* **Problem statement**:
Drop all images and give the records again exactly.

* **Raw records**:
===
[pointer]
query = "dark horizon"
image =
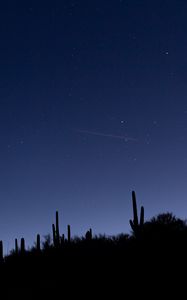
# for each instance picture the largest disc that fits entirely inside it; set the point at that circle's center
(92, 106)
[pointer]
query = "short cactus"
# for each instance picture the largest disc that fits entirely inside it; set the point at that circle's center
(135, 224)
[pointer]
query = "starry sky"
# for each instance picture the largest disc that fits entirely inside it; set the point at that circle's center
(93, 105)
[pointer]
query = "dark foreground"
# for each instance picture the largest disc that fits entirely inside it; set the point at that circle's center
(101, 268)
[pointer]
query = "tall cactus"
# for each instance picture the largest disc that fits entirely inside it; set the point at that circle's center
(88, 235)
(38, 247)
(22, 245)
(62, 239)
(16, 247)
(1, 251)
(135, 224)
(57, 230)
(69, 234)
(54, 235)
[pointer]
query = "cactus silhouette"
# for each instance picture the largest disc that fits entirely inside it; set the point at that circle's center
(88, 235)
(56, 232)
(62, 239)
(135, 224)
(69, 234)
(54, 235)
(38, 248)
(16, 246)
(1, 251)
(22, 245)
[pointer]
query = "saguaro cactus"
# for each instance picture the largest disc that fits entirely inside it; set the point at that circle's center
(62, 239)
(57, 230)
(16, 246)
(88, 235)
(1, 251)
(38, 248)
(135, 224)
(22, 245)
(69, 234)
(54, 234)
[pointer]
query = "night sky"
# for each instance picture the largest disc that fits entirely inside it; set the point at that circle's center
(93, 105)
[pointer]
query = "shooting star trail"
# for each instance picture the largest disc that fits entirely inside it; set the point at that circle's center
(119, 137)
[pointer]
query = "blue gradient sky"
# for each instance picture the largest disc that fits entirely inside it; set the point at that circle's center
(93, 104)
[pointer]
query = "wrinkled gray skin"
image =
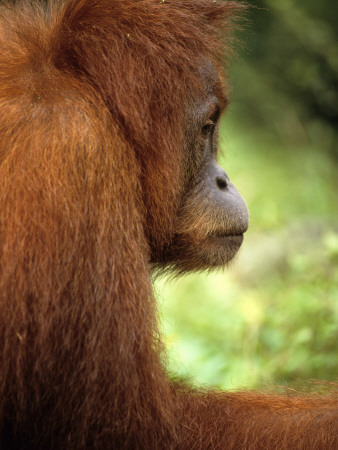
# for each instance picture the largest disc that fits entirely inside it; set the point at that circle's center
(212, 216)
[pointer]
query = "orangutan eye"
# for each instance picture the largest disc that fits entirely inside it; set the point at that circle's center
(208, 128)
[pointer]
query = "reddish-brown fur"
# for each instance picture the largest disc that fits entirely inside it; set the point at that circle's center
(92, 168)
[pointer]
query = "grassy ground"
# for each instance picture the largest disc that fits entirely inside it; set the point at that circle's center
(272, 317)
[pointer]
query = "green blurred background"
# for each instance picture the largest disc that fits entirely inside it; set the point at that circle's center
(271, 318)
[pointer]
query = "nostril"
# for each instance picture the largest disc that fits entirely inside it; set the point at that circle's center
(222, 182)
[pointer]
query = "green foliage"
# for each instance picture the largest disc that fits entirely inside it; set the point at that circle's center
(272, 317)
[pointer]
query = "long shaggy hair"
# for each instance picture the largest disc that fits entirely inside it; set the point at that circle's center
(92, 98)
===
* **Correct response**:
[pointer]
query = "dark horizon"
image =
# for each instance picture the largest disc that fits entirely inside it; set the point at that circle's center
(92, 106)
[pointer]
query = "short cactus"
# for each instance picture the largest disc that fits entirely inside it; set the point at that circle's center
(135, 224)
[pointer]
query = "starry sky"
# for each instance picture the largest disc that fits entirely inside it; set the point at that circle's center
(93, 105)
[pointer]
query = "dark foreground"
# for each instance picture the largest disc that fits entirely inside it; set the point at that circle's center
(101, 268)
[pointer]
query = "tall cactus"
# for each instance picture the largest disc that fits entirely inside it; set the point at that circle's center
(88, 235)
(38, 247)
(22, 245)
(62, 239)
(16, 247)
(1, 251)
(135, 224)
(57, 230)
(69, 234)
(54, 235)
[pointer]
query = "cactus silhouette"
# for each instance picture the largest disc that fits entirely inside it; set the point at that circle's center
(88, 235)
(56, 232)
(62, 239)
(135, 224)
(69, 234)
(54, 235)
(38, 248)
(16, 246)
(1, 251)
(22, 245)
[pointer]
query = "saguaro cactus"
# for each instance picture the largest disc that fits entirely inside it; set the point at that circle's center
(62, 239)
(57, 230)
(16, 246)
(88, 235)
(1, 251)
(38, 248)
(135, 224)
(22, 245)
(69, 234)
(54, 234)
[pointer]
query = "night sky"
# for each instance picture the largest disc that fits entirely inside it; set the point at that circle's center
(93, 105)
[pointer]
query = "shooting star trail"
# for each instance picture the largest disc that fits entirely inside it; set the point at that circle's center
(119, 137)
[pointer]
query = "blue gradient sky"
# for each instance picture the largest disc that fits entirely inside it; set the point at that circle's center
(93, 104)
[pointer]
query = "wrinkled gray skin"
image =
# for each instance picture the largest disc that fits entirely inside it; set the point at that circle's center
(212, 216)
[pointer]
query = "orangutan eye"
# for each instance picture the largest disc that fits entirely inside it; set the point at that circle's center
(208, 128)
[pointer]
query = "reddish-brown fur"
# for each instance picture the largest disc that fits entirely inside it; set the point at that circle's center
(92, 168)
[pointer]
query = "grassy ground"
# for each instance picture the largest disc that fits entirely inside it; set the point at that circle's center
(272, 317)
[pointer]
query = "green blurred background"
# for each instance picture the largest disc that fits entirely inside it; set the point at that circle's center
(271, 318)
[pointer]
query = "nostril"
# for each instance picture the largest disc that fits entirely inside it; set the point at that circle's center
(222, 182)
[pointer]
query = "green foliage"
# for each instance picture the largest disc that fits entirely inside it; set the point at that circle's center
(272, 317)
[pointer]
query = "long shaggy hair"
# for each instance picture the largest disc that fits entirely inside it; set the point at that circle's center
(92, 98)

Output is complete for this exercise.